Items listed in a dataset:
--- START ---

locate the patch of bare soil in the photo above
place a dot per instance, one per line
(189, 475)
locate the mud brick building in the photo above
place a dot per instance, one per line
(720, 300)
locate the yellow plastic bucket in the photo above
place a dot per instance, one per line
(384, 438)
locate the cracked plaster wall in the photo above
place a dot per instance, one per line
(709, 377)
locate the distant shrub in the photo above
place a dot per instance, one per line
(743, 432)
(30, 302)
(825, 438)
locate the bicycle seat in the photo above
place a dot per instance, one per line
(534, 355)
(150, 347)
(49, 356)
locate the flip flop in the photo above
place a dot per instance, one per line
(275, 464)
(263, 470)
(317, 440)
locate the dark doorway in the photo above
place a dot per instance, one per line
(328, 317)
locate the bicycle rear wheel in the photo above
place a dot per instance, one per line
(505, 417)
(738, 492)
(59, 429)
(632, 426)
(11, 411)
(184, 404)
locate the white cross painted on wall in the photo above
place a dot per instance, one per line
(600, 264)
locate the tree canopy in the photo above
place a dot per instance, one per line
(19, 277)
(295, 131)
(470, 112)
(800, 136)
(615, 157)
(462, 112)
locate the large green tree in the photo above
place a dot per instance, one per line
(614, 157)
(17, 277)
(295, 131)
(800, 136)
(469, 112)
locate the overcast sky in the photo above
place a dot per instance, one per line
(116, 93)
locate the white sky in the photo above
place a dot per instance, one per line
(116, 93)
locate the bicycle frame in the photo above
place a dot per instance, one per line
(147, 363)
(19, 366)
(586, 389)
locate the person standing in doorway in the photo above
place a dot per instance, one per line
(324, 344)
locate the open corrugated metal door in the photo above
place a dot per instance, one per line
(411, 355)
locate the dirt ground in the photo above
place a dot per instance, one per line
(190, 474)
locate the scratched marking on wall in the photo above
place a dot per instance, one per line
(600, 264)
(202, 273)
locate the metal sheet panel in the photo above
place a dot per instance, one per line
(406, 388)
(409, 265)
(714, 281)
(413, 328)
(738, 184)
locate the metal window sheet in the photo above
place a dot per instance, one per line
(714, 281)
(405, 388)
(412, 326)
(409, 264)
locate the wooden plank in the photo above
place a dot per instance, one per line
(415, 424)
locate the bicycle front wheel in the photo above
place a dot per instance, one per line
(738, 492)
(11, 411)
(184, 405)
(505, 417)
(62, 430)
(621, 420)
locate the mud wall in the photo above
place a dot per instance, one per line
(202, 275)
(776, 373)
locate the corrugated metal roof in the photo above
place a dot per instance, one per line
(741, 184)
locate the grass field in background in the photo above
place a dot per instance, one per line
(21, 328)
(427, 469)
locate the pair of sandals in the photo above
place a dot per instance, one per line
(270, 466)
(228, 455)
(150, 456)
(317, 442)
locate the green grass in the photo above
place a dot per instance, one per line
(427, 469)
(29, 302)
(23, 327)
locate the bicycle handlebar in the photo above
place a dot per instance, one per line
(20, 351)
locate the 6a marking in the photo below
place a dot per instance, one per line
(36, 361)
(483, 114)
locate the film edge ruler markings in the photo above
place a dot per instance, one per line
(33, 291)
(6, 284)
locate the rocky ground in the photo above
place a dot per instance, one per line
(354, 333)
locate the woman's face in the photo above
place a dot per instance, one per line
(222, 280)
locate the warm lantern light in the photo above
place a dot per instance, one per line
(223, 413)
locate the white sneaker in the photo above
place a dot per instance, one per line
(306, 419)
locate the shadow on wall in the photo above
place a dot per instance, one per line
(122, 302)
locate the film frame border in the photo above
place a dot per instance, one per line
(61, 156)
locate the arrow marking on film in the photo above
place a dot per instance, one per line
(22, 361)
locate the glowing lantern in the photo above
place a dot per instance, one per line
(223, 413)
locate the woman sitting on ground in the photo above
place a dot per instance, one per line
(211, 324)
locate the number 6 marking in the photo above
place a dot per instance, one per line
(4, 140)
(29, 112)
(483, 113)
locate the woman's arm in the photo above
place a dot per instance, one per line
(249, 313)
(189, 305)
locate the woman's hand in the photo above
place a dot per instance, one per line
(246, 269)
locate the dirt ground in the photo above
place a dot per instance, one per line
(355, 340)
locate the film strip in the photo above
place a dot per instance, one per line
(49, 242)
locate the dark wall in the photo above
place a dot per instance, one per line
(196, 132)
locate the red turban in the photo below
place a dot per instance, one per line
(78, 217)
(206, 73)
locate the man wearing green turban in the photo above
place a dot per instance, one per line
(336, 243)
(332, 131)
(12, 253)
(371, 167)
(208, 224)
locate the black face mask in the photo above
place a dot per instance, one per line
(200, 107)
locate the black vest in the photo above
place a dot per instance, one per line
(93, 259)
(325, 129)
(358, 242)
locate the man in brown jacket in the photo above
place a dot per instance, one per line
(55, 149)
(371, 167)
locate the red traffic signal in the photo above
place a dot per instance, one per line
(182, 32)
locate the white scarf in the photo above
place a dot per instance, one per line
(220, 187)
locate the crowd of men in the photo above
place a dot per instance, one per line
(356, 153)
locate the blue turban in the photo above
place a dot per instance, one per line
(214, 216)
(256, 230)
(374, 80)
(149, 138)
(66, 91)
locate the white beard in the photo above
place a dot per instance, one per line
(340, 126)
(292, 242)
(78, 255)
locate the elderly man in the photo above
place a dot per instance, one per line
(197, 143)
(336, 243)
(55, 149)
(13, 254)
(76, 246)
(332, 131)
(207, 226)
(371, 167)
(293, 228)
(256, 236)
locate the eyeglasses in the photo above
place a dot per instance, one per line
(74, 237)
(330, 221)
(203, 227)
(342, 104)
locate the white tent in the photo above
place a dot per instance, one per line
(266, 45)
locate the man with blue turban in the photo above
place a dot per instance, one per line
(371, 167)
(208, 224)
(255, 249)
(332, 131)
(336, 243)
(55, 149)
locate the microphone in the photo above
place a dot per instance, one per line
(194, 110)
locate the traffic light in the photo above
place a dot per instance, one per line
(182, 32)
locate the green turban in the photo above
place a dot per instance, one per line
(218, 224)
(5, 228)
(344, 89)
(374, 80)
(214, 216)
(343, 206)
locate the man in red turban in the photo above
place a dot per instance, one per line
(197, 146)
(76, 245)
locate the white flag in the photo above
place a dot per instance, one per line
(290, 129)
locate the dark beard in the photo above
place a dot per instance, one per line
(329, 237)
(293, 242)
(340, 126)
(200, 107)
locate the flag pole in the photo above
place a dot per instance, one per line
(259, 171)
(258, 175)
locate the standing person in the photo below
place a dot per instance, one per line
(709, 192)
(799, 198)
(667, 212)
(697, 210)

--- END ---

■ **Exercise description**
The lines holding the word "doorway" are the answer. Pull them out of the records and copy them.

■ **Answer for this exercise**
locate the dark doorway in the photo above
locate the person standing in doorway in the photo above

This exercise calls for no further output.